------ TEXTAUSZUG

1825 zog Maria Clementine Martin von Münster nach Köln. Kaum dort angekommen, überraschte die mittlerweile 50-Jährige mit einer Anzeige in der Kölnischen Zeitung vom 6.11.1825, in der sie für ein von ihr hergestelltes Eau de Cologne warb, das im Haus des Domvikars Gumpertz, Auf der Litsch 1, wo sie untergekommen war, „für 6 Sgr. 3 Pf. die Große Flasche“ zu haben sei. Im Herbst 1826 nahm sie von dort aus die Produktion eines "echten Karmelitergeistes" auf. Auffallend ist, dass sie bis dahin nicht behauptet hatte, sie verfüge über die Kenntnis, wie ein Karmeliter- oder Melissen-Geist herzustellen sei. Das geschah erst ab 1826, also dem Zeitpunkt ihrer Firmengründung in Köln.
In dem Zusammenhang ist erwähnenswert, dass um 1826 sowohl Kölnisch-Wasser als auch Melissengeist- Rezepturen und die diesbezüglichen Produktionsverfahren längst bekannt waren, so dass die Herstellung solcher Elixiere nichts mehr Besonderes war. So gedieh beispielsweise vom 17.-19. Jahrhundert im Thüringer Wald das Olitätenwesen. Der Kölner Unternehmerin Martin dürfte es daher nicht schwer gefallen sein, auch ohne besondere Vorkenntnisse ihren Melissengeist zu fabrizieren. Nach den damals geltenden gesetzlichen Bestimmungen war es jedoch verboten, Melissen- oder Karmelitergeist als Arzneimittel, anzupreisen. Daher war es, um gesetzlichen Sanktionen zu entgehen, nur gestattet, diese Wässer als "Parfümwaaren", nämlich als “Wasch-und Riechmittel” zu bewerben. Nach dem Tod des Generalvikars Gumpertz im Jahr 1827 zog Maria Clementine Martin in das Haus Domhof 19, das sie zunächst mietete und das sie Mitte der 1830er Jahre käuflich erworben haben soll. Um ihren unternehmerischen Erfolg abzusichern, unternahm Maria Clementine Martin mehrere Schritte. Zunächst erbat sie von König Friedrich Wilhelm III. die Erlaubnis, ihre Waren mit dem Preußenadler schmücken zu dürfen und hatte damit, wie schon zuvor andere Kölner Kaufleute, Erfolg, indem sie am 28.11.1829 das entsprechende Privileg erhielt.

------------

__AUFGABENSTELLUNG__. An welchem Datum erhielt Maria Clementine Martin laut dem Textauszug das Privileg, ihre Waren mit dem Preußenadler zu schmücken? Die Einträge sind eigenständiges Material und gehören nicht zum Textauszug.

------ BEREITGESTELLTE ANGABEN

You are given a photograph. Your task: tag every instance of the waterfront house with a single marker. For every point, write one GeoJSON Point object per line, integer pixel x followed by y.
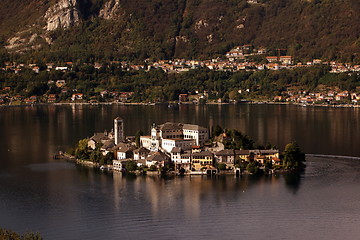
{"type": "Point", "coordinates": [97, 138]}
{"type": "Point", "coordinates": [118, 165]}
{"type": "Point", "coordinates": [124, 151]}
{"type": "Point", "coordinates": [157, 159]}
{"type": "Point", "coordinates": [140, 153]}
{"type": "Point", "coordinates": [108, 146]}
{"type": "Point", "coordinates": [169, 135]}
{"type": "Point", "coordinates": [176, 155]}
{"type": "Point", "coordinates": [226, 156]}
{"type": "Point", "coordinates": [243, 155]}
{"type": "Point", "coordinates": [202, 160]}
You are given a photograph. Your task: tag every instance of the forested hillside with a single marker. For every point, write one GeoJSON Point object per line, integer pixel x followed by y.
{"type": "Point", "coordinates": [139, 29]}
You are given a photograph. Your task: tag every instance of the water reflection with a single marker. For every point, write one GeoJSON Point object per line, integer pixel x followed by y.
{"type": "Point", "coordinates": [188, 193]}
{"type": "Point", "coordinates": [293, 181]}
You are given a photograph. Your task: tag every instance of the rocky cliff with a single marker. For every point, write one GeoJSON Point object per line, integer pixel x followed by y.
{"type": "Point", "coordinates": [63, 14]}
{"type": "Point", "coordinates": [110, 10]}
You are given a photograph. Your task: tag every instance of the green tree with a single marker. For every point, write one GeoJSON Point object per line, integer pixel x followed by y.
{"type": "Point", "coordinates": [253, 167]}
{"type": "Point", "coordinates": [138, 134]}
{"type": "Point", "coordinates": [82, 150]}
{"type": "Point", "coordinates": [293, 157]}
{"type": "Point", "coordinates": [153, 168]}
{"type": "Point", "coordinates": [221, 166]}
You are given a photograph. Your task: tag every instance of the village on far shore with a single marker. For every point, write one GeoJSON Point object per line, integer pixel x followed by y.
{"type": "Point", "coordinates": [179, 149]}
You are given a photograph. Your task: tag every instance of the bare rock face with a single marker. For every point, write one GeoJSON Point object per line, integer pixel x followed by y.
{"type": "Point", "coordinates": [110, 10]}
{"type": "Point", "coordinates": [63, 14]}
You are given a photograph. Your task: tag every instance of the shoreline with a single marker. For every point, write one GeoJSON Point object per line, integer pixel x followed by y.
{"type": "Point", "coordinates": [186, 103]}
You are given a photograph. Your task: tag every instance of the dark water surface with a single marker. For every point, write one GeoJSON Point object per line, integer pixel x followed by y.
{"type": "Point", "coordinates": [64, 201]}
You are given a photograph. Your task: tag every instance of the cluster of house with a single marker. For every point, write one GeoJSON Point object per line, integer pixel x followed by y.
{"type": "Point", "coordinates": [235, 60]}
{"type": "Point", "coordinates": [184, 145]}
{"type": "Point", "coordinates": [66, 94]}
{"type": "Point", "coordinates": [328, 97]}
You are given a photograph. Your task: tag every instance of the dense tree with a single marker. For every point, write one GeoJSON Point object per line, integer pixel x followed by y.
{"type": "Point", "coordinates": [293, 157]}
{"type": "Point", "coordinates": [131, 166]}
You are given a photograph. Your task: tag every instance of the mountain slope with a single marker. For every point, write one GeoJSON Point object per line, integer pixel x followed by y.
{"type": "Point", "coordinates": [138, 29]}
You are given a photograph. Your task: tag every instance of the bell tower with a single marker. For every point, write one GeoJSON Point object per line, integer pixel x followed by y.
{"type": "Point", "coordinates": [119, 130]}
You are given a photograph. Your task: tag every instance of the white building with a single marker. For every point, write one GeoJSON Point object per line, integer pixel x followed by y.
{"type": "Point", "coordinates": [185, 144]}
{"type": "Point", "coordinates": [117, 165]}
{"type": "Point", "coordinates": [169, 135]}
{"type": "Point", "coordinates": [119, 130]}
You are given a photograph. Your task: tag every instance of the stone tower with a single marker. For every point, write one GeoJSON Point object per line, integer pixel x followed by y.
{"type": "Point", "coordinates": [119, 130]}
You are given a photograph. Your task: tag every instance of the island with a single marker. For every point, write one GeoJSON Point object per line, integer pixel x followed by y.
{"type": "Point", "coordinates": [183, 149]}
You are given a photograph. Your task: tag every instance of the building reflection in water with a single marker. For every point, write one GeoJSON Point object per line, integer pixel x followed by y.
{"type": "Point", "coordinates": [163, 195]}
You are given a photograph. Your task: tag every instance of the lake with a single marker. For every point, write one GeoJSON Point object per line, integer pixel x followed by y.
{"type": "Point", "coordinates": [64, 201]}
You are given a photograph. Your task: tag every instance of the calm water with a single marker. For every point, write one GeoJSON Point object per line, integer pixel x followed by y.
{"type": "Point", "coordinates": [63, 201]}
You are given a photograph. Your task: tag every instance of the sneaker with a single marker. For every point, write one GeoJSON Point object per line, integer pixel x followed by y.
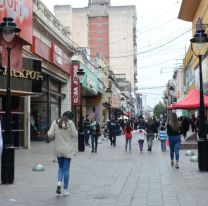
{"type": "Point", "coordinates": [58, 189]}
{"type": "Point", "coordinates": [65, 192]}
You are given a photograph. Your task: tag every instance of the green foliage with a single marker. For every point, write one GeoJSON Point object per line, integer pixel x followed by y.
{"type": "Point", "coordinates": [159, 109]}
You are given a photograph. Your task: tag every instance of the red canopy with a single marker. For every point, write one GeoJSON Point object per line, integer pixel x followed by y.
{"type": "Point", "coordinates": [191, 101]}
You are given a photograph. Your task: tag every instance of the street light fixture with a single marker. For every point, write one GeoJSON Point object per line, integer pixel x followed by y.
{"type": "Point", "coordinates": [109, 91]}
{"type": "Point", "coordinates": [198, 47]}
{"type": "Point", "coordinates": [8, 30]}
{"type": "Point", "coordinates": [81, 144]}
{"type": "Point", "coordinates": [122, 100]}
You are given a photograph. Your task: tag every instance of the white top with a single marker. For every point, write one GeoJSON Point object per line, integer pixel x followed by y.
{"type": "Point", "coordinates": [141, 134]}
{"type": "Point", "coordinates": [65, 139]}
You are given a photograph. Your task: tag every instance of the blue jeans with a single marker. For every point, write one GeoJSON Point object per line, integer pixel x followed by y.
{"type": "Point", "coordinates": [86, 136]}
{"type": "Point", "coordinates": [94, 138]}
{"type": "Point", "coordinates": [63, 172]}
{"type": "Point", "coordinates": [174, 143]}
{"type": "Point", "coordinates": [128, 141]}
{"type": "Point", "coordinates": [163, 146]}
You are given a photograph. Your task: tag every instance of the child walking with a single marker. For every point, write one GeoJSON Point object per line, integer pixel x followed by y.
{"type": "Point", "coordinates": [141, 136]}
{"type": "Point", "coordinates": [163, 137]}
{"type": "Point", "coordinates": [128, 134]}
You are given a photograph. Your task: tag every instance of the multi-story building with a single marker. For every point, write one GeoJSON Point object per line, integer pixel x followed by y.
{"type": "Point", "coordinates": [106, 30]}
{"type": "Point", "coordinates": [40, 73]}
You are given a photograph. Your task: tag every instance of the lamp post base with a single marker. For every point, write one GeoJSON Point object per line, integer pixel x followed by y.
{"type": "Point", "coordinates": [81, 142]}
{"type": "Point", "coordinates": [203, 155]}
{"type": "Point", "coordinates": [7, 166]}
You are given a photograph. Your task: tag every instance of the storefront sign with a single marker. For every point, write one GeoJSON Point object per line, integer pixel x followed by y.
{"type": "Point", "coordinates": [26, 74]}
{"type": "Point", "coordinates": [75, 85]}
{"type": "Point", "coordinates": [56, 55]}
{"type": "Point", "coordinates": [21, 11]}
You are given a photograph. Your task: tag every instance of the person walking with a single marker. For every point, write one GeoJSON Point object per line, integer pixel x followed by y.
{"type": "Point", "coordinates": [86, 130]}
{"type": "Point", "coordinates": [141, 135]}
{"type": "Point", "coordinates": [65, 146]}
{"type": "Point", "coordinates": [94, 132]}
{"type": "Point", "coordinates": [113, 127]}
{"type": "Point", "coordinates": [128, 135]}
{"type": "Point", "coordinates": [174, 136]}
{"type": "Point", "coordinates": [150, 133]}
{"type": "Point", "coordinates": [163, 137]}
{"type": "Point", "coordinates": [193, 123]}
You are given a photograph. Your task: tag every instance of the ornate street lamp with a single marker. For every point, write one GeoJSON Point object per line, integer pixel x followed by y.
{"type": "Point", "coordinates": [8, 30]}
{"type": "Point", "coordinates": [109, 91]}
{"type": "Point", "coordinates": [81, 142]}
{"type": "Point", "coordinates": [122, 101]}
{"type": "Point", "coordinates": [198, 47]}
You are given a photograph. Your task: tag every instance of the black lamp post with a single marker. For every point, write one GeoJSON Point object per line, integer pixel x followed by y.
{"type": "Point", "coordinates": [108, 90]}
{"type": "Point", "coordinates": [122, 100]}
{"type": "Point", "coordinates": [8, 30]}
{"type": "Point", "coordinates": [81, 142]}
{"type": "Point", "coordinates": [197, 44]}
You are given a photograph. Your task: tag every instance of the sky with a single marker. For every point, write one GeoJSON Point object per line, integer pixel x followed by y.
{"type": "Point", "coordinates": [162, 41]}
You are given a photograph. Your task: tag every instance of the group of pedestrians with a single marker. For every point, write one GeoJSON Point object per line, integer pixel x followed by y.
{"type": "Point", "coordinates": [171, 131]}
{"type": "Point", "coordinates": [66, 135]}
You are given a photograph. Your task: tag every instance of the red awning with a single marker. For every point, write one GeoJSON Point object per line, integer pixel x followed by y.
{"type": "Point", "coordinates": [191, 101]}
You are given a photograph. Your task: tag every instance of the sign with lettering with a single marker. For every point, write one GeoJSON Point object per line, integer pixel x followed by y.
{"type": "Point", "coordinates": [75, 85]}
{"type": "Point", "coordinates": [26, 74]}
{"type": "Point", "coordinates": [21, 11]}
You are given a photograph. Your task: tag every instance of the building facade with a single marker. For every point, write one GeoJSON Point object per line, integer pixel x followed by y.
{"type": "Point", "coordinates": [40, 78]}
{"type": "Point", "coordinates": [109, 31]}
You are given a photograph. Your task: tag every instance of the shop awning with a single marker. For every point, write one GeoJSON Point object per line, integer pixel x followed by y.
{"type": "Point", "coordinates": [191, 101]}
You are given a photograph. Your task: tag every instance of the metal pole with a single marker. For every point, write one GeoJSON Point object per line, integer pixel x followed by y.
{"type": "Point", "coordinates": [7, 164]}
{"type": "Point", "coordinates": [202, 141]}
{"type": "Point", "coordinates": [109, 108]}
{"type": "Point", "coordinates": [122, 114]}
{"type": "Point", "coordinates": [202, 132]}
{"type": "Point", "coordinates": [81, 143]}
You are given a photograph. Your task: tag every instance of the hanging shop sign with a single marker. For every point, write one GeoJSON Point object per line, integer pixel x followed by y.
{"type": "Point", "coordinates": [26, 74]}
{"type": "Point", "coordinates": [75, 85]}
{"type": "Point", "coordinates": [26, 82]}
{"type": "Point", "coordinates": [21, 11]}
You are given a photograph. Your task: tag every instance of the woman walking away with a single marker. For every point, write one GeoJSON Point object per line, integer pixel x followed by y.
{"type": "Point", "coordinates": [163, 137]}
{"type": "Point", "coordinates": [150, 133]}
{"type": "Point", "coordinates": [66, 136]}
{"type": "Point", "coordinates": [128, 134]}
{"type": "Point", "coordinates": [94, 132]}
{"type": "Point", "coordinates": [141, 135]}
{"type": "Point", "coordinates": [174, 135]}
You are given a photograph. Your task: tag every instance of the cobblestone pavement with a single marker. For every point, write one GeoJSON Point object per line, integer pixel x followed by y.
{"type": "Point", "coordinates": [112, 177]}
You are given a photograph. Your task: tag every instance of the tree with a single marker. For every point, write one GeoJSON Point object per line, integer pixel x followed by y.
{"type": "Point", "coordinates": [159, 109]}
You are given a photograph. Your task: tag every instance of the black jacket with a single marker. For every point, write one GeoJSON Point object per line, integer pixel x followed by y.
{"type": "Point", "coordinates": [171, 132]}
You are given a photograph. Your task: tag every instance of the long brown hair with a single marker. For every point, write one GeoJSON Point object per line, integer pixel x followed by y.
{"type": "Point", "coordinates": [128, 127]}
{"type": "Point", "coordinates": [173, 122]}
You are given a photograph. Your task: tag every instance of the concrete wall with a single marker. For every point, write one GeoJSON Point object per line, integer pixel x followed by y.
{"type": "Point", "coordinates": [121, 42]}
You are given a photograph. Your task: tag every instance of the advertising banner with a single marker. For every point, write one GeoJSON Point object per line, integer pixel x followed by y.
{"type": "Point", "coordinates": [75, 85]}
{"type": "Point", "coordinates": [21, 11]}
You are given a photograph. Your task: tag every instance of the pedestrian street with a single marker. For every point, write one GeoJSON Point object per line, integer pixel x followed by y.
{"type": "Point", "coordinates": [110, 177]}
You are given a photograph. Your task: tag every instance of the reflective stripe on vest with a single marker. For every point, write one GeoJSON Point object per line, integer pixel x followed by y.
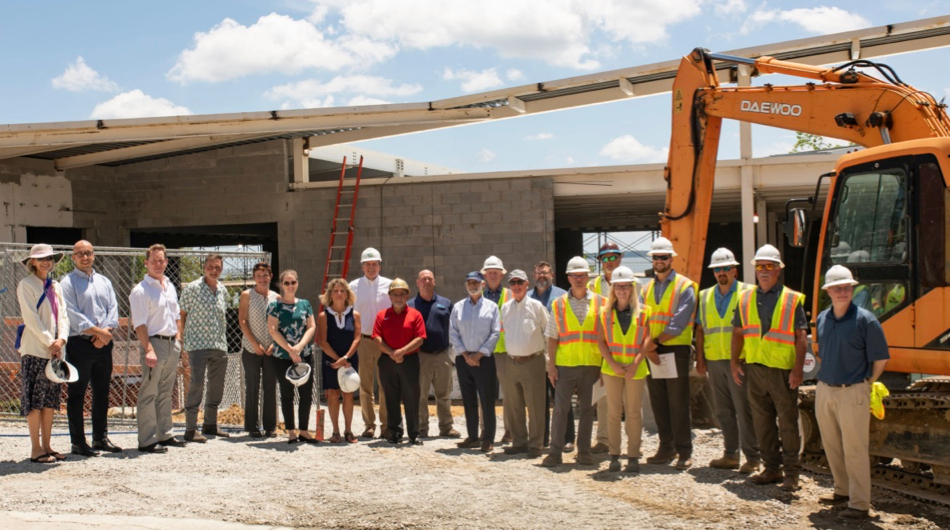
{"type": "Point", "coordinates": [662, 313]}
{"type": "Point", "coordinates": [776, 348]}
{"type": "Point", "coordinates": [717, 330]}
{"type": "Point", "coordinates": [577, 344]}
{"type": "Point", "coordinates": [624, 347]}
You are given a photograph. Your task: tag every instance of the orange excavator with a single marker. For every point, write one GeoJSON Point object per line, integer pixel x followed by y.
{"type": "Point", "coordinates": [886, 216]}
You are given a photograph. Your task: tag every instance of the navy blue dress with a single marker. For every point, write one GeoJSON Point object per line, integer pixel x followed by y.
{"type": "Point", "coordinates": [340, 340]}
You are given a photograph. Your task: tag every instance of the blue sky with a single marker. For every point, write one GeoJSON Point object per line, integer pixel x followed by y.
{"type": "Point", "coordinates": [67, 60]}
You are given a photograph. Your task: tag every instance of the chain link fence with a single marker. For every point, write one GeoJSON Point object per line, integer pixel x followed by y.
{"type": "Point", "coordinates": [125, 267]}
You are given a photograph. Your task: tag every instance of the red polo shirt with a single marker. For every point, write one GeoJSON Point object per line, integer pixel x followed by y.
{"type": "Point", "coordinates": [397, 330]}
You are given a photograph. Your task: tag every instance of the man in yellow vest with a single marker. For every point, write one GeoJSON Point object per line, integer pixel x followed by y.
{"type": "Point", "coordinates": [494, 271]}
{"type": "Point", "coordinates": [770, 328]}
{"type": "Point", "coordinates": [610, 258]}
{"type": "Point", "coordinates": [574, 360]}
{"type": "Point", "coordinates": [717, 306]}
{"type": "Point", "coordinates": [671, 298]}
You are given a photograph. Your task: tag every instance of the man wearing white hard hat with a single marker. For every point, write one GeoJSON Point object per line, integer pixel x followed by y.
{"type": "Point", "coordinates": [769, 329]}
{"type": "Point", "coordinates": [671, 298]}
{"type": "Point", "coordinates": [573, 360]}
{"type": "Point", "coordinates": [372, 296]}
{"type": "Point", "coordinates": [853, 354]}
{"type": "Point", "coordinates": [717, 307]}
{"type": "Point", "coordinates": [494, 271]}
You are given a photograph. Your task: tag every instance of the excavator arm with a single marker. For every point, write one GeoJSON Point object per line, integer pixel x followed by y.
{"type": "Point", "coordinates": [841, 102]}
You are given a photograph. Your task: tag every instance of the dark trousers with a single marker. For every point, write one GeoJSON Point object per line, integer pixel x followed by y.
{"type": "Point", "coordinates": [569, 434]}
{"type": "Point", "coordinates": [401, 385]}
{"type": "Point", "coordinates": [771, 399]}
{"type": "Point", "coordinates": [287, 388]}
{"type": "Point", "coordinates": [669, 399]}
{"type": "Point", "coordinates": [477, 384]}
{"type": "Point", "coordinates": [94, 365]}
{"type": "Point", "coordinates": [258, 375]}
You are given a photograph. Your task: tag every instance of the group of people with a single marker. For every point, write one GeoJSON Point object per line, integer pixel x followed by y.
{"type": "Point", "coordinates": [609, 336]}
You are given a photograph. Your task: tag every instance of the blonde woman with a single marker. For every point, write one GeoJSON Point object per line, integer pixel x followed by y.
{"type": "Point", "coordinates": [290, 323]}
{"type": "Point", "coordinates": [339, 333]}
{"type": "Point", "coordinates": [624, 341]}
{"type": "Point", "coordinates": [45, 331]}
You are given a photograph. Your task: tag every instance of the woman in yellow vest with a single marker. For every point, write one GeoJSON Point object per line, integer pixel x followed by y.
{"type": "Point", "coordinates": [623, 336]}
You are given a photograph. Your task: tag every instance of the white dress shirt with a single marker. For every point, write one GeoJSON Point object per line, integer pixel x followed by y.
{"type": "Point", "coordinates": [155, 307]}
{"type": "Point", "coordinates": [371, 297]}
{"type": "Point", "coordinates": [524, 323]}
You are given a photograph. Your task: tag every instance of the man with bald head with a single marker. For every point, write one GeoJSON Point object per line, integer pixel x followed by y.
{"type": "Point", "coordinates": [93, 315]}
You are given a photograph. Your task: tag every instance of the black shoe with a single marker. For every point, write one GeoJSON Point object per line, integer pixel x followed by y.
{"type": "Point", "coordinates": [154, 448]}
{"type": "Point", "coordinates": [106, 445]}
{"type": "Point", "coordinates": [83, 450]}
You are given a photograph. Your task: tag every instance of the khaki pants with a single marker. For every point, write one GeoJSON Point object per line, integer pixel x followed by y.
{"type": "Point", "coordinates": [525, 388]}
{"type": "Point", "coordinates": [844, 421]}
{"type": "Point", "coordinates": [624, 395]}
{"type": "Point", "coordinates": [369, 357]}
{"type": "Point", "coordinates": [435, 370]}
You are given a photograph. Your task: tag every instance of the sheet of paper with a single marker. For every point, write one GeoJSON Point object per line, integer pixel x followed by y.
{"type": "Point", "coordinates": [666, 369]}
{"type": "Point", "coordinates": [600, 392]}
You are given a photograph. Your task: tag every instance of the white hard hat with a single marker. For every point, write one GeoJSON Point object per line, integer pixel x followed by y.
{"type": "Point", "coordinates": [493, 262]}
{"type": "Point", "coordinates": [661, 246]}
{"type": "Point", "coordinates": [578, 264]}
{"type": "Point", "coordinates": [370, 254]}
{"type": "Point", "coordinates": [60, 371]}
{"type": "Point", "coordinates": [838, 275]}
{"type": "Point", "coordinates": [348, 378]}
{"type": "Point", "coordinates": [768, 253]}
{"type": "Point", "coordinates": [622, 275]}
{"type": "Point", "coordinates": [298, 374]}
{"type": "Point", "coordinates": [723, 257]}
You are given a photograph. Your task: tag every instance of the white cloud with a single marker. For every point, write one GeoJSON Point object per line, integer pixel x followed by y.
{"type": "Point", "coordinates": [79, 77]}
{"type": "Point", "coordinates": [539, 136]}
{"type": "Point", "coordinates": [312, 93]}
{"type": "Point", "coordinates": [485, 156]}
{"type": "Point", "coordinates": [136, 104]}
{"type": "Point", "coordinates": [275, 43]}
{"type": "Point", "coordinates": [818, 20]}
{"type": "Point", "coordinates": [628, 149]}
{"type": "Point", "coordinates": [474, 81]}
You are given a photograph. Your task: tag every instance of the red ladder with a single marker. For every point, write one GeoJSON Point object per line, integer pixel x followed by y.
{"type": "Point", "coordinates": [338, 257]}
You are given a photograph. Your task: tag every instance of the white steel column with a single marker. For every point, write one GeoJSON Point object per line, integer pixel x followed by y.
{"type": "Point", "coordinates": [748, 194]}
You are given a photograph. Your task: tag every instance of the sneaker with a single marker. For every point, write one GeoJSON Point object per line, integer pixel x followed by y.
{"type": "Point", "coordinates": [726, 462]}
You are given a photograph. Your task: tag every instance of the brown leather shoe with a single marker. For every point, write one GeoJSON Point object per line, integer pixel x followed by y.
{"type": "Point", "coordinates": [726, 462]}
{"type": "Point", "coordinates": [767, 477]}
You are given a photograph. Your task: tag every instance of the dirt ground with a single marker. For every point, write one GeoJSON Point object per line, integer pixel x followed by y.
{"type": "Point", "coordinates": [373, 484]}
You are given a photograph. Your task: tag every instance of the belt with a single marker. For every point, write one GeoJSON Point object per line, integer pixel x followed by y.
{"type": "Point", "coordinates": [521, 359]}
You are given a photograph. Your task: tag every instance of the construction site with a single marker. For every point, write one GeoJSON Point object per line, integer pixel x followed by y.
{"type": "Point", "coordinates": [295, 189]}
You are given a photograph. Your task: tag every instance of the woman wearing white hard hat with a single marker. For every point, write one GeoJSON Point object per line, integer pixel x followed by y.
{"type": "Point", "coordinates": [624, 341]}
{"type": "Point", "coordinates": [41, 339]}
{"type": "Point", "coordinates": [291, 325]}
{"type": "Point", "coordinates": [339, 333]}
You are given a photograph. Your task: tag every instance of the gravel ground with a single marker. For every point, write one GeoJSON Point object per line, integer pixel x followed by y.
{"type": "Point", "coordinates": [375, 485]}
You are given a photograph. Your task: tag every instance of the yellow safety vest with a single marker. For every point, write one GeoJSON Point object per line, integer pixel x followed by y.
{"type": "Point", "coordinates": [776, 349]}
{"type": "Point", "coordinates": [577, 343]}
{"type": "Point", "coordinates": [717, 330]}
{"type": "Point", "coordinates": [624, 347]}
{"type": "Point", "coordinates": [500, 345]}
{"type": "Point", "coordinates": [662, 313]}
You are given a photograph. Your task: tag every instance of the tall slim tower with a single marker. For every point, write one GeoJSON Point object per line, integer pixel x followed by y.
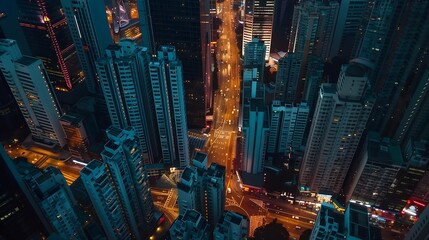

------------

__LÖSUNG__. Am 28.11.1829.